Given problem ->
Pick out every line of the records that contains the string "wheel" and copy each one. Case counts.

■ ■ ■

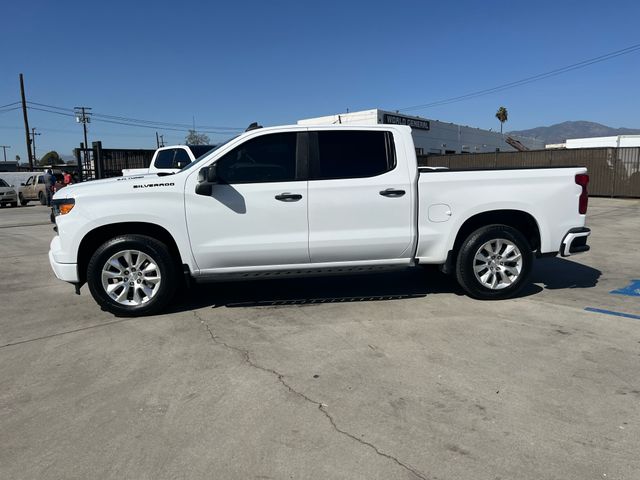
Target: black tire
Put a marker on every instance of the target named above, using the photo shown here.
(151, 247)
(466, 261)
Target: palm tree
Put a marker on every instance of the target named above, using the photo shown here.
(502, 115)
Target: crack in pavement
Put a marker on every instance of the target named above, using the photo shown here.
(321, 406)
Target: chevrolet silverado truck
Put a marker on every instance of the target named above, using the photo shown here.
(299, 201)
(171, 159)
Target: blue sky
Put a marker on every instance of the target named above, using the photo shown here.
(229, 64)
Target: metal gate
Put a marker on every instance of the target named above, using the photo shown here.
(98, 162)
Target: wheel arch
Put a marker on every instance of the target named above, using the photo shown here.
(522, 221)
(96, 237)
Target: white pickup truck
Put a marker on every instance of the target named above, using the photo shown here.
(171, 159)
(296, 200)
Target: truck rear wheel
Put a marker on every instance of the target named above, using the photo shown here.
(132, 275)
(494, 263)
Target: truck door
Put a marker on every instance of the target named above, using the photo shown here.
(256, 215)
(359, 197)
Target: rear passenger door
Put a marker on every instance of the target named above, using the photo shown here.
(359, 198)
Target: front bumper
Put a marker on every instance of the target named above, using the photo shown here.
(64, 271)
(575, 241)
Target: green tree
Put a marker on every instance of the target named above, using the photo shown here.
(50, 158)
(502, 115)
(195, 138)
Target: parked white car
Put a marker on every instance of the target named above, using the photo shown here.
(300, 200)
(171, 159)
(8, 194)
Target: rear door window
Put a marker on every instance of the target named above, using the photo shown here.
(181, 159)
(351, 154)
(164, 159)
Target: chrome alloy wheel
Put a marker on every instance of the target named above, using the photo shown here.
(497, 263)
(131, 277)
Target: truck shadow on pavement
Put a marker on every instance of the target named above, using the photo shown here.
(554, 273)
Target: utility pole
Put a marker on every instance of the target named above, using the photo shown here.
(26, 122)
(83, 117)
(33, 140)
(4, 150)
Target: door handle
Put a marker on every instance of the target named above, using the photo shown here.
(288, 197)
(392, 192)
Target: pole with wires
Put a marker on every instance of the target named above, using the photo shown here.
(4, 150)
(26, 122)
(33, 141)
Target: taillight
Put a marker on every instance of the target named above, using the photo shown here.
(582, 179)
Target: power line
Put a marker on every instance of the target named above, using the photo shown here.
(531, 79)
(64, 114)
(146, 122)
(10, 109)
(10, 104)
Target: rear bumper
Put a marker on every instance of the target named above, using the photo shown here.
(575, 241)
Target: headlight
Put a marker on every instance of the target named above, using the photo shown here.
(62, 206)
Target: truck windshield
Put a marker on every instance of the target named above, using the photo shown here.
(205, 155)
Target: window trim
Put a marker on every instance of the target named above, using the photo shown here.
(314, 155)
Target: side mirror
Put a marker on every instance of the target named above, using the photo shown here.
(207, 177)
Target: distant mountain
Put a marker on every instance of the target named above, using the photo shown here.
(560, 132)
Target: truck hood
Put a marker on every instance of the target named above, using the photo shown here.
(102, 187)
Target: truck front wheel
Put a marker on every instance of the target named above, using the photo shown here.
(132, 275)
(494, 262)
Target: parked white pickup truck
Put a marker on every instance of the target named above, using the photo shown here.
(171, 159)
(303, 201)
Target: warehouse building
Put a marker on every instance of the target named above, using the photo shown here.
(431, 136)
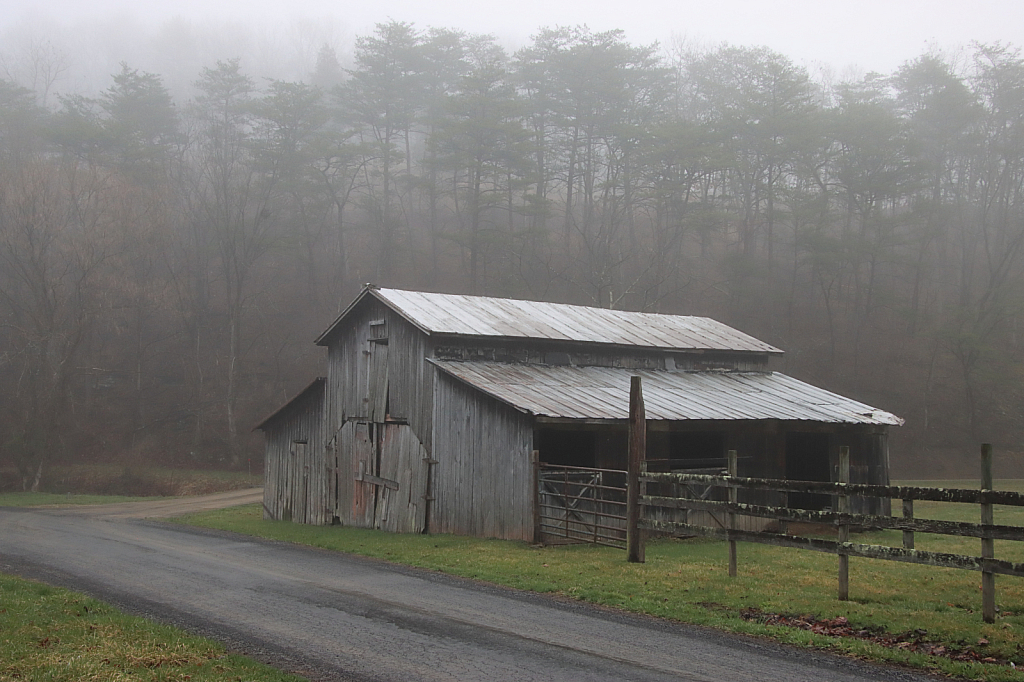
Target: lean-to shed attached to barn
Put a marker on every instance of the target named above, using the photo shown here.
(433, 405)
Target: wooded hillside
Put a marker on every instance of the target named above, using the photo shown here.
(165, 265)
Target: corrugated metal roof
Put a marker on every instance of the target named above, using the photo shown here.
(503, 317)
(315, 386)
(598, 392)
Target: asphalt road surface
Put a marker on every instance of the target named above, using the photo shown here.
(335, 616)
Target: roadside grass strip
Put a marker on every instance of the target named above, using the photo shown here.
(52, 635)
(57, 499)
(921, 616)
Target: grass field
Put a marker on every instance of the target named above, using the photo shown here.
(111, 479)
(52, 635)
(916, 615)
(47, 499)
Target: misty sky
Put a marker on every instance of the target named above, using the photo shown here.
(870, 35)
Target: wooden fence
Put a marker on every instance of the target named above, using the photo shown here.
(987, 531)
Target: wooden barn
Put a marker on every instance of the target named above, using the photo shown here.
(434, 403)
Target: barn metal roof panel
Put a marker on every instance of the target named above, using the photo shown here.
(504, 317)
(483, 316)
(598, 392)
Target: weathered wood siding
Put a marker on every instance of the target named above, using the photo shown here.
(483, 478)
(412, 377)
(296, 475)
(381, 390)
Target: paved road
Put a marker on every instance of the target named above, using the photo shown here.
(335, 616)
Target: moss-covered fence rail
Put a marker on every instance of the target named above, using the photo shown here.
(985, 498)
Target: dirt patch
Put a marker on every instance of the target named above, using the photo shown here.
(910, 641)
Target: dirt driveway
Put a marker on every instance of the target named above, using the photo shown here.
(167, 507)
(336, 616)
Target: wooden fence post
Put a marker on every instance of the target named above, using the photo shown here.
(987, 544)
(844, 526)
(908, 515)
(536, 461)
(733, 499)
(637, 454)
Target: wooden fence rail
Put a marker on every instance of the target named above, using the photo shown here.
(987, 530)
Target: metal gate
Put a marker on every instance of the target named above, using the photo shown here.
(579, 504)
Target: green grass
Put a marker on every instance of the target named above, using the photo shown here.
(133, 480)
(687, 581)
(52, 635)
(45, 499)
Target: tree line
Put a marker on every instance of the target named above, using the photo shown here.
(164, 265)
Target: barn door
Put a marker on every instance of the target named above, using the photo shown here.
(402, 477)
(364, 470)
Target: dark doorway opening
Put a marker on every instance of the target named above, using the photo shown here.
(807, 459)
(696, 450)
(572, 449)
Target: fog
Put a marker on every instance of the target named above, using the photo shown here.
(188, 195)
(870, 35)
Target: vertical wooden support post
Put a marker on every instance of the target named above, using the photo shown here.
(638, 452)
(733, 499)
(908, 514)
(844, 525)
(987, 544)
(535, 459)
(565, 498)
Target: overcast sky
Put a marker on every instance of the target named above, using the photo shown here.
(872, 35)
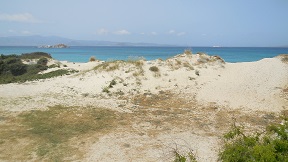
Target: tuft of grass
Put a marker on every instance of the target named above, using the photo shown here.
(183, 158)
(58, 124)
(270, 145)
(50, 133)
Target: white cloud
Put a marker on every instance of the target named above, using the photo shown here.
(102, 31)
(24, 17)
(122, 32)
(181, 33)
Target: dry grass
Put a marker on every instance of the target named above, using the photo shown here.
(46, 135)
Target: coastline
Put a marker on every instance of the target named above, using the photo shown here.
(202, 89)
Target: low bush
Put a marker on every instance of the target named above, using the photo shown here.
(271, 145)
(188, 52)
(154, 69)
(92, 58)
(13, 70)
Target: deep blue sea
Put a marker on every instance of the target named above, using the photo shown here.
(83, 53)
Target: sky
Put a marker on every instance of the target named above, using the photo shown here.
(175, 22)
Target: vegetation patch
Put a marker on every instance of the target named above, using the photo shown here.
(270, 145)
(49, 133)
(13, 70)
(154, 69)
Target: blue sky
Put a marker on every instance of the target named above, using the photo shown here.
(181, 22)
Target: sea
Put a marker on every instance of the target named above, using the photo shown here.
(110, 53)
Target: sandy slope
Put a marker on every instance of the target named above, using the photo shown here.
(199, 79)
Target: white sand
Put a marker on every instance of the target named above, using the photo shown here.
(254, 86)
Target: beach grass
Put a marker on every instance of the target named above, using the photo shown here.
(49, 133)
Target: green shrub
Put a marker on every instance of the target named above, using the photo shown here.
(272, 145)
(154, 69)
(112, 83)
(182, 158)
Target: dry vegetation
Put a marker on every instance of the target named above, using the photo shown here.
(51, 135)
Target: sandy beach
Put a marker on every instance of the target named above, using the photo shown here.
(184, 103)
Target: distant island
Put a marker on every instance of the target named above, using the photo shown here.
(54, 46)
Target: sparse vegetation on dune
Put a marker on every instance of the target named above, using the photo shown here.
(49, 133)
(270, 145)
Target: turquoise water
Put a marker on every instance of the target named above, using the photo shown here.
(82, 53)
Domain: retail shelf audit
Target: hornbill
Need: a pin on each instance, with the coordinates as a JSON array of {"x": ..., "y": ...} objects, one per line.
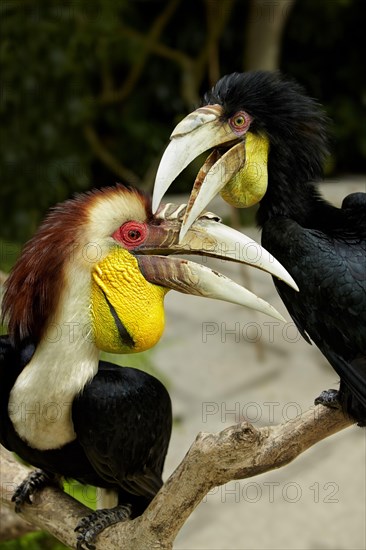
[
  {"x": 269, "y": 144},
  {"x": 94, "y": 278}
]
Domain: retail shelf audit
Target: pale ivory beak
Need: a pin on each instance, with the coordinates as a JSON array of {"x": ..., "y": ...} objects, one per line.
[{"x": 207, "y": 237}]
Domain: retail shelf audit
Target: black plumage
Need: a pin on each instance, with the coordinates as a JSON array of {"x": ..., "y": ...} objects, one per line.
[
  {"x": 122, "y": 421},
  {"x": 322, "y": 247}
]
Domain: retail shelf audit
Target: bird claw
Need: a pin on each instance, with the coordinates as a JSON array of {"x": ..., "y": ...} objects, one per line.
[
  {"x": 36, "y": 480},
  {"x": 90, "y": 526},
  {"x": 329, "y": 398}
]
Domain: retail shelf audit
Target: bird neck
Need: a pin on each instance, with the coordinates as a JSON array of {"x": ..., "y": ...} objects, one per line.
[
  {"x": 40, "y": 402},
  {"x": 292, "y": 196}
]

■ ■ ■

Reply ->
Target: wheel arch
Target: truck rear wheel
Target: chrome alloy wheel
Target: truck front wheel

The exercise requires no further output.